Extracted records
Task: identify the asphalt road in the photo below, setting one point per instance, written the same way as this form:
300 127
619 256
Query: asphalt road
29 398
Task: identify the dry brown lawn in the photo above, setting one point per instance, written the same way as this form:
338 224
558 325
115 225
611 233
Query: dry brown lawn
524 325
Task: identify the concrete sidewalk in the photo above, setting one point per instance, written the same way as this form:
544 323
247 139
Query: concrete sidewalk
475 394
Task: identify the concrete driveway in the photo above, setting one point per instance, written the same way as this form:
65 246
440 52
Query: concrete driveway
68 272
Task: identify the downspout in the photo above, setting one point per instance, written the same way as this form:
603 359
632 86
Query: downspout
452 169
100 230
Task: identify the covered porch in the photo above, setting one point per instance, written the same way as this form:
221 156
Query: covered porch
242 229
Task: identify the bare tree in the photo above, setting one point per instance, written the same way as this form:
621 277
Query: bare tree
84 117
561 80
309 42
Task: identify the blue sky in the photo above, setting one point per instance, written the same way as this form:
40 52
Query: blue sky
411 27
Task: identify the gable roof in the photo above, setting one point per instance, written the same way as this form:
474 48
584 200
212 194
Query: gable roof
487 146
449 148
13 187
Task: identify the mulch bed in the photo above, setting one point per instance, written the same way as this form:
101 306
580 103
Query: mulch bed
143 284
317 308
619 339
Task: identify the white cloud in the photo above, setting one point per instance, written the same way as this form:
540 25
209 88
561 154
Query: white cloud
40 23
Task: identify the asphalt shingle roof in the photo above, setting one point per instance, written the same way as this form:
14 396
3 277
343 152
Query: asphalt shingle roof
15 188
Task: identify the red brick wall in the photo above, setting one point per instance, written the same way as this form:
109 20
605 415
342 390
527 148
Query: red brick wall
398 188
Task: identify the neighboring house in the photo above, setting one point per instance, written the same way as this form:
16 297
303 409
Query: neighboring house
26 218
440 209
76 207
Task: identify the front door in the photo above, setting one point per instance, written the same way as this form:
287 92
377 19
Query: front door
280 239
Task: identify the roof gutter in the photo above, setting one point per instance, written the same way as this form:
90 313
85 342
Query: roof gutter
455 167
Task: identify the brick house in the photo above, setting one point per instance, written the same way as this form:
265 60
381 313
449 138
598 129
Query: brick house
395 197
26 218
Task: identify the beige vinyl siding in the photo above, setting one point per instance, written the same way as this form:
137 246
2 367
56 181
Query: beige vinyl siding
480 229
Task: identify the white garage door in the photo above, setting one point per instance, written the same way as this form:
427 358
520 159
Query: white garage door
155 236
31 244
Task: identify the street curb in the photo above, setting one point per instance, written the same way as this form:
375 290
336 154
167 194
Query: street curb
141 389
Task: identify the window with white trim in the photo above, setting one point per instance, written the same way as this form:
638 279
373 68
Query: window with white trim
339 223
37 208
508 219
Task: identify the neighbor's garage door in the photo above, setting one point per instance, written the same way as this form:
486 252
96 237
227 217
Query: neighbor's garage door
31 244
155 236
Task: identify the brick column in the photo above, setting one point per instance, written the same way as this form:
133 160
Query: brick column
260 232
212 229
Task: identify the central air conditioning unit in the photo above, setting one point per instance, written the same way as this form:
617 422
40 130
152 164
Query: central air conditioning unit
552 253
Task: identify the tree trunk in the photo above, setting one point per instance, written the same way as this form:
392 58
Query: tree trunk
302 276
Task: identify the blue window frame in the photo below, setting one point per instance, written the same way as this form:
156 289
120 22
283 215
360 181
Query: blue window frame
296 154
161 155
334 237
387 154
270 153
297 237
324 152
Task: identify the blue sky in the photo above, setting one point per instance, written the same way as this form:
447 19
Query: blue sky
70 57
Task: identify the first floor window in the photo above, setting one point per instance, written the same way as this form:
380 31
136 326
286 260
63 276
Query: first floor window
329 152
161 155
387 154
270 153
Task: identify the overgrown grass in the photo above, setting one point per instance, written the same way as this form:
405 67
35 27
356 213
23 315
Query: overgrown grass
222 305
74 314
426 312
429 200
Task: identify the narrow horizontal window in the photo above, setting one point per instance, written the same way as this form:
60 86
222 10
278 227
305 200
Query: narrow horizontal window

◆ TRY IT ◆
When a line in the data holds the word "below", show that line.

◆ PROBLEM SOLUTION ◆
Task: identify the asphalt road in the photo below, setting one point per instance, written the same way as this form:
Task: identify the blue window frame in the photo below, setting one point per instance, written the same way as this form:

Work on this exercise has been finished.